▼

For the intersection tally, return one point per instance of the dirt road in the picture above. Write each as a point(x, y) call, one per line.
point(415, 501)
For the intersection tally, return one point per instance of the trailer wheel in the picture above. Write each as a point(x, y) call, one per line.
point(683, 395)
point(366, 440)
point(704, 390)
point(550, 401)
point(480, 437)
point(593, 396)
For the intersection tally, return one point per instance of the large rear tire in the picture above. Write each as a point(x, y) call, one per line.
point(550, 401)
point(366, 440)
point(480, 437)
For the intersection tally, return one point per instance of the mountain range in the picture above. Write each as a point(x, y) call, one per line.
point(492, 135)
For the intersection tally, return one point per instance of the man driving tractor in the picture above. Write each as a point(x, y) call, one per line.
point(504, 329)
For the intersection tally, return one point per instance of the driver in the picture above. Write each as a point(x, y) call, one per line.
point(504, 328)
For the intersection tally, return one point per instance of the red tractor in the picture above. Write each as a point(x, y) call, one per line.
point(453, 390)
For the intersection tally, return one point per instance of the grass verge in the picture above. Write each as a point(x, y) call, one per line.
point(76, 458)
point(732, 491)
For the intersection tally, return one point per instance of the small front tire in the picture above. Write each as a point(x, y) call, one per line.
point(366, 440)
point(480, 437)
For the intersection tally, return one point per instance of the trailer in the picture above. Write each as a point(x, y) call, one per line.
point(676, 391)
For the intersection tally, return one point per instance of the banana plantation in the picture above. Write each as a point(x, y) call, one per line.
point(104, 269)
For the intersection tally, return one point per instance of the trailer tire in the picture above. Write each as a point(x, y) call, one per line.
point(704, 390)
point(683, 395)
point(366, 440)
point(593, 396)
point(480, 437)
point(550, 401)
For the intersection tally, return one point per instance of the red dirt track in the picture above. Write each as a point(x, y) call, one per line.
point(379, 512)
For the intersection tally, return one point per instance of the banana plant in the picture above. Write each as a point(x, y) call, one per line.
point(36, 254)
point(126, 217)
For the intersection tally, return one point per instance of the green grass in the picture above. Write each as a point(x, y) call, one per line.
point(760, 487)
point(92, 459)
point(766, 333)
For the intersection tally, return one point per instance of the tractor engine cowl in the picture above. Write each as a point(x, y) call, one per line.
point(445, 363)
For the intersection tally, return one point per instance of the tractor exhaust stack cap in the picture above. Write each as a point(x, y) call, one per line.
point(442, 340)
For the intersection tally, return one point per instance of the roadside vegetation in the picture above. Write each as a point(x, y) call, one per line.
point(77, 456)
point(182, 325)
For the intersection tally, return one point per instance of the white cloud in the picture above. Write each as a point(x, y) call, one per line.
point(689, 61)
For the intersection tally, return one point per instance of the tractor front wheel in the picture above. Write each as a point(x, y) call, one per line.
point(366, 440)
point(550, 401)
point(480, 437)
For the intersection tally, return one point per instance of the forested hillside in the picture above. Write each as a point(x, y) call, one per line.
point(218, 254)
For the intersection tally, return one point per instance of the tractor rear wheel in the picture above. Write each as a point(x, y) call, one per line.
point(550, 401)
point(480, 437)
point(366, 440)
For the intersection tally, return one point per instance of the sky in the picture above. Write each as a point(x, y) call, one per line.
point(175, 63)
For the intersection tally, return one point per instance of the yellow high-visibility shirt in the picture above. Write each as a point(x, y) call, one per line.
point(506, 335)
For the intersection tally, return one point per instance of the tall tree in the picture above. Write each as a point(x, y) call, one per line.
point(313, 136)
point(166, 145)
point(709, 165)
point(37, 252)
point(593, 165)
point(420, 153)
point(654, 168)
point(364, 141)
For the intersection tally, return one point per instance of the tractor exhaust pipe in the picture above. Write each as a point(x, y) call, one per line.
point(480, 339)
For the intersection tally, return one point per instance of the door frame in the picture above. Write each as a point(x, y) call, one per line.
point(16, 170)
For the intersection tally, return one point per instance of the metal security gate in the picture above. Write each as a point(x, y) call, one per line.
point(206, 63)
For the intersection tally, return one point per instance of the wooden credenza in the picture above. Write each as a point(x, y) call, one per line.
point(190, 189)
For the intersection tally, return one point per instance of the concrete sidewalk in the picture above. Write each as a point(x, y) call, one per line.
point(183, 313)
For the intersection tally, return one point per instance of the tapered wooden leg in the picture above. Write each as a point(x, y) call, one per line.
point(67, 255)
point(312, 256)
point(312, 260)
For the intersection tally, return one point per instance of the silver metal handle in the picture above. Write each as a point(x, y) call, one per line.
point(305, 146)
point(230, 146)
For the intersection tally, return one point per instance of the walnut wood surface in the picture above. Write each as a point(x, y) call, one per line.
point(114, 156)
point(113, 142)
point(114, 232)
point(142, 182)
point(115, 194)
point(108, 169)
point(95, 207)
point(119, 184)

▲

Stated problem:
Put all of the data above into a Markdown table with two columns, Row and Entry. Number each line in Row, put the line itself in Entry, and leave out blank lines.

Solution to this task:
| Row | Entry |
|---|---|
| 1 | For the intersection tally, return one point per instance of the dirt road in the picture above. Write each as a point(x, y) call, one per line. |
| 2 | point(415, 501) |
| 3 | For the intersection tally, return one point per instance of the trailer wheel in the picture above. Write each as a point(x, y) call, one per line. |
| 4 | point(683, 395) |
| 5 | point(366, 440) |
| 6 | point(704, 390) |
| 7 | point(550, 401) |
| 8 | point(480, 437) |
| 9 | point(593, 396) |
| 10 | For the intersection tally, return one point per instance of the large rear tire in the picture above. Write each as a point(x, y) call, one per line. |
| 11 | point(550, 401) |
| 12 | point(366, 440) |
| 13 | point(480, 437) |
| 14 | For the intersection tally, return one point per instance of the mountain range in the picture above. Write each as a point(x, y) call, one per line. |
| 15 | point(492, 135) |
| 16 | For the intersection tally, return one point per instance of the man driving tractor in the picture above. Write each as a point(x, y) call, one per line. |
| 17 | point(504, 329) |
| 18 | For the intersection tally, return one point per instance of the driver in the picture above. Write each as a point(x, y) call, one per line. |
| 19 | point(504, 328) |
| 20 | For the intersection tally, return one point per instance of the red tractor in the picture above. Write each as a point(x, y) call, one per line. |
| 21 | point(453, 390) |
| 22 | For the intersection tally, return one point per instance of the grass verge in the picture above. Write each as a point(x, y) call, one per line. |
| 23 | point(76, 458) |
| 24 | point(732, 491) |
| 25 | For the intersection tally, return one point per instance of the small front tire in the picture above. Write each as a point(x, y) call, one per line. |
| 26 | point(366, 440) |
| 27 | point(480, 437) |
| 28 | For the intersection tally, return one point per instance of the trailer in the picture above. Write each as a point(x, y) call, one per line. |
| 29 | point(676, 391) |
| 30 | For the intersection tally, return one point per instance of the banana plantation in the picture above. Write each as a point(x, y) call, one per line. |
| 31 | point(104, 269) |
| 32 | For the intersection tally, return one point per instance of the trailer tire in the picture above. Write each as a point(x, y) call, one per line. |
| 33 | point(704, 390) |
| 34 | point(683, 395) |
| 35 | point(366, 440) |
| 36 | point(593, 396) |
| 37 | point(480, 437) |
| 38 | point(550, 401) |
| 39 | For the intersection tally, return one point per instance of the red dirt track in the picture above. Write each as a point(x, y) call, one per line. |
| 40 | point(379, 512) |
| 41 | For the intersection tally, return one point per instance of the banana plant in the picture above. Write each as a point(x, y) call, one per line. |
| 42 | point(36, 254) |
| 43 | point(126, 217) |
| 44 | For the intersection tally, return one point per instance of the green grass in the picture above. Write each as a point(x, y) call, one per line. |
| 45 | point(760, 487) |
| 46 | point(92, 459) |
| 47 | point(766, 333) |
| 48 | For the intersection tally, return one point per instance of the tractor engine cowl in the picture above. Write each as a point(x, y) call, one per line. |
| 49 | point(445, 363) |
| 50 | For the intersection tally, return one point per instance of the tractor exhaust stack cap in the picture above. Write each as a point(x, y) call, one per line. |
| 51 | point(442, 340) |
| 52 | For the intersection tally, return one point per instance of the roadside vegetation in the picture above. Write each as a point(x, y) call, one per line. |
| 53 | point(77, 456) |
| 54 | point(182, 325) |
| 55 | For the intersection tally, return one point per instance of the white cloud in the picture above. Write each as a point(x, y) call, one per line. |
| 56 | point(689, 61) |
| 57 | For the intersection tally, return one point per instance of the tractor front wheel in the picture above. Write each as a point(x, y) call, one per line. |
| 58 | point(366, 440) |
| 59 | point(550, 401) |
| 60 | point(480, 437) |
| 61 | For the intersection tally, return one point per instance of the forested hillside in the picture above. Write each as a point(x, y) call, one per line. |
| 62 | point(218, 254) |
| 63 | For the intersection tally, return one point per instance of the tractor rear wheel in the picture above. Write each as a point(x, y) call, one per line. |
| 64 | point(550, 401) |
| 65 | point(480, 437) |
| 66 | point(366, 440) |
| 67 | For the intersection tally, return one point per instance of the sky in the picture above. Write each as a point(x, y) call, one per line. |
| 68 | point(175, 63) |
| 69 | For the intersection tally, return one point per instance of the yellow high-visibility shirt in the picture above. Write each as a point(x, y) call, one per line. |
| 70 | point(506, 335) |
| 71 | For the intersection tally, return one point per instance of the tall tree in the picture above. Write each as a point(x, y) call, one per line. |
| 72 | point(313, 136) |
| 73 | point(166, 145) |
| 74 | point(709, 165) |
| 75 | point(37, 252) |
| 76 | point(593, 165) |
| 77 | point(420, 153) |
| 78 | point(654, 168) |
| 79 | point(364, 141) |
| 80 | For the intersection tally, return one point per instance of the tractor exhaust pipe in the picture above. Write each as a point(x, y) call, one per line. |
| 81 | point(480, 339) |
| 82 | For the intersection tally, return one point per instance of the door frame in the picture above. Write each as a point(x, y) call, one per line. |
| 83 | point(16, 170) |
| 84 | For the intersection tally, return one point per instance of the metal security gate in the picture above. Write each as a point(x, y) call, one per line. |
| 85 | point(206, 63) |
| 86 | For the intersection tally, return one point per instance of the wooden credenza in the picture above. Write each as a point(x, y) call, one per line. |
| 87 | point(190, 189) |
| 88 | For the intersection tally, return one point per instance of the concrete sidewalk in the picture above. Write each as a point(x, y) call, one per line. |
| 89 | point(183, 313) |
| 90 | For the intersection tally, return one point per instance of the tapered wooden leg in the picture above. Write each as a point(x, y) call, one per line. |
| 91 | point(67, 255) |
| 92 | point(312, 256) |
| 93 | point(312, 260) |
| 94 | For the intersection tally, return one point per instance of the silver metal handle in the picture above. Write each as a point(x, y) call, one per line. |
| 95 | point(305, 146) |
| 96 | point(230, 146) |
| 97 | For the intersection tally, return one point per instance of the walnut wood surface in the picture above. Write each as a point(x, y) call, one per line. |
| 98 | point(114, 156) |
| 99 | point(113, 142) |
| 100 | point(114, 232) |
| 101 | point(142, 182) |
| 102 | point(115, 194) |
| 103 | point(108, 169) |
| 104 | point(95, 207) |
| 105 | point(119, 184) |